=== PROBLEM TO SOLVE ===
Rescale the material from the line with "tag=dirt ground" to the line with "[456,243,465,280]", both included. Write out only that span with every line in place, and multiply each bounding box coordinate by 2.35, rounding to the nearest whole number with halves going up.

— START OF INPUT —

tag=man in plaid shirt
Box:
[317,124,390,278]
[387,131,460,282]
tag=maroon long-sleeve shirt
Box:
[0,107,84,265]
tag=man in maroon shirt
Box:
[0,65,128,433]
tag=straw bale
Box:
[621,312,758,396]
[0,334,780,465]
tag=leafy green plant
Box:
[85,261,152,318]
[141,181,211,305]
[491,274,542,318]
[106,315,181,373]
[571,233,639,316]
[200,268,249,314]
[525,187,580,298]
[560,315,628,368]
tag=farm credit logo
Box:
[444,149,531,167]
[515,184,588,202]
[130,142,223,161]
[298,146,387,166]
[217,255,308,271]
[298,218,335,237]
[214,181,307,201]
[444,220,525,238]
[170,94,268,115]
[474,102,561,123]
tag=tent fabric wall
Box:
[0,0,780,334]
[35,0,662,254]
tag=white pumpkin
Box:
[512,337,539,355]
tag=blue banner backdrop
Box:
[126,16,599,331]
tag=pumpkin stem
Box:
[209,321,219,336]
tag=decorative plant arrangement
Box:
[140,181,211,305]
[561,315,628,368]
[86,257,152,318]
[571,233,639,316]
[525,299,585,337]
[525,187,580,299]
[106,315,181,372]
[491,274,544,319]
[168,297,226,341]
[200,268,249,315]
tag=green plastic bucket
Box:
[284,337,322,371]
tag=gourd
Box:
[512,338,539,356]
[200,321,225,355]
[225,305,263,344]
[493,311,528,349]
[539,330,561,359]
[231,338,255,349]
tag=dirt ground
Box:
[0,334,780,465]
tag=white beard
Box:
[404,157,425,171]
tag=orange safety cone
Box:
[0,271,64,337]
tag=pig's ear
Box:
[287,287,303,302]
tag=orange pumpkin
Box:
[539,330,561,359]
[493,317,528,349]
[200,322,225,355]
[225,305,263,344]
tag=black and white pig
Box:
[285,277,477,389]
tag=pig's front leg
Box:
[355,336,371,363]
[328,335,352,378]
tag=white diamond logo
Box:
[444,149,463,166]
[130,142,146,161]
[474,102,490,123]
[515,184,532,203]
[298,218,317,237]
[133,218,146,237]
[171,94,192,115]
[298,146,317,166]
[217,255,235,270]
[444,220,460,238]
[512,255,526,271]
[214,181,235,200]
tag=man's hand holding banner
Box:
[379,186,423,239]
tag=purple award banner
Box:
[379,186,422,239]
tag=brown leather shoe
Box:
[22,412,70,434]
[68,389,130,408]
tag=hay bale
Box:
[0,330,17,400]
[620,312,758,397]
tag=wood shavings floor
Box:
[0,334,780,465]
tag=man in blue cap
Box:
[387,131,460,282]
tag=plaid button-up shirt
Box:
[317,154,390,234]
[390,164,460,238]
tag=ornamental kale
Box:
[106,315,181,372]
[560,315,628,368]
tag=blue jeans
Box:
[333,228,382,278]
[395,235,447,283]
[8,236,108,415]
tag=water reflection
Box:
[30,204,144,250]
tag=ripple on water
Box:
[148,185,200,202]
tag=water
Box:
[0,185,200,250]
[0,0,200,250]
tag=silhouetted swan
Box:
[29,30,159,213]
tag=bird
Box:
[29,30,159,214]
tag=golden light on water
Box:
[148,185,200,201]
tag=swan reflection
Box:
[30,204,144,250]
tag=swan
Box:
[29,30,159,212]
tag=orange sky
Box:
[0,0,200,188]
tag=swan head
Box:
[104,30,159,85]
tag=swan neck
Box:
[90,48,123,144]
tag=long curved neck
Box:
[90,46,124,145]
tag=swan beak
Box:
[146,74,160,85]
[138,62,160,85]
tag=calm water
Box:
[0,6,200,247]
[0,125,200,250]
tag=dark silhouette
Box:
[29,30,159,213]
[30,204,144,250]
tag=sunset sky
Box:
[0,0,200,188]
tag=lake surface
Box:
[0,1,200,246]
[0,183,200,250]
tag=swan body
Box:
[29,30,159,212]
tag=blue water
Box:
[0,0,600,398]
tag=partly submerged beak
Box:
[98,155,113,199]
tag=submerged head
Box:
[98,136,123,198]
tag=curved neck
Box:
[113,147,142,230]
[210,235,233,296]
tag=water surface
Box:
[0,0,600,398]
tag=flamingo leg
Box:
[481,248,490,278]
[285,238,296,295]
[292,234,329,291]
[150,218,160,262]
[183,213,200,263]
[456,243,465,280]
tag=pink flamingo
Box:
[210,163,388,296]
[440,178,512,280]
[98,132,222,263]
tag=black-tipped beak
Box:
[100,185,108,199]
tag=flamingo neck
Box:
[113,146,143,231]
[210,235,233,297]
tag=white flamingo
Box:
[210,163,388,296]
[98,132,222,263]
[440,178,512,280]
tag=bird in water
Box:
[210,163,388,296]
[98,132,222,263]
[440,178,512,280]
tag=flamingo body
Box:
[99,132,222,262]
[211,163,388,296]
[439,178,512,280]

— END OF INPUT —

=== EXERCISE RESPONSE ===
tag=dirt ground
Box:
[0,785,1833,1093]
tag=white beard
Box:
[949,369,999,402]
tag=orange safety cone
Box:
[0,637,150,792]
tag=pig's ear
Box:
[674,674,712,710]
tag=orange pumpkin
Box:
[1267,776,1318,844]
[1159,745,1241,820]
[470,757,529,834]
[529,717,618,808]
tag=black and white pig
Box:
[670,651,1121,914]
tag=pig's front leg
Box:
[834,790,872,853]
[771,787,827,888]
tag=white diamond logo
Box:
[1043,350,1088,390]
[306,334,343,378]
[1114,240,1152,289]
[1210,432,1250,477]
[700,512,745,557]
[313,512,343,557]
[402,221,451,270]
[700,343,745,390]
[510,599,552,635]
[1043,517,1081,559]
[1203,599,1236,637]
[503,425,552,470]
tag=man's hand holding banner
Box:
[891,437,994,562]
tag=purple award banner
Box:
[891,437,992,562]
tag=brown leather shoe
Box:
[52,968,165,1020]
[160,914,306,959]
tag=hay bale
Box:
[0,776,40,940]
[1457,733,1781,933]
tag=wood shavings floor
Box:
[0,785,1833,1093]
tag=man in blue cap
Box:
[909,308,1081,663]
tag=plaid button-up shirt
Box:
[745,362,917,550]
[917,385,1081,559]
tag=ornamental kale
Box:
[249,740,425,874]
[1316,740,1476,865]
tag=blue jeans
Box:
[783,536,898,653]
[928,552,1050,665]
[19,555,254,975]
tag=water reflection
Box:
[71,479,338,588]
tag=ripple on water
Box:
[348,435,470,475]
tag=water
Box:
[0,435,470,588]
[0,0,470,588]
tag=silhouetted swan
Box:
[68,71,374,501]
tag=bird
Box:
[68,71,374,503]
tag=golden light on water
Box:
[348,435,470,472]
tag=swan reflection
Box:
[71,479,338,588]
tag=swan
Box:
[68,71,374,498]
tag=orange sky
Box:
[0,0,470,442]
tag=swan head
Box:
[244,71,374,200]
tag=swan neck
Box:
[212,113,289,338]
tag=long curved neck
Box:
[212,108,291,341]
tag=swan beak
Box:
[343,174,376,200]
[324,146,376,200]
tag=calm water
Box:
[0,14,470,580]
[0,294,470,588]
tag=dark silhouette
Box:
[68,71,374,501]
[71,479,338,588]
tag=sunset sky
Box:
[0,0,470,442]
tag=lake surface
Box:
[0,2,470,578]
[0,430,470,588]
tag=swan body
Box:
[68,71,374,498]
tag=blue water
Box:
[0,0,1410,935]
tag=partly submerged beak
Box:
[230,364,266,468]
tag=submerged head
Box:
[230,320,289,465]
tag=curved neck
Box:
[266,345,334,541]
[494,552,548,696]
tag=water surface
Box:
[0,0,1410,935]
tag=flamingo leg
Box:
[1130,583,1152,653]
[670,559,696,693]
[686,550,773,684]
[353,512,376,616]
[430,501,470,618]
[1072,571,1093,658]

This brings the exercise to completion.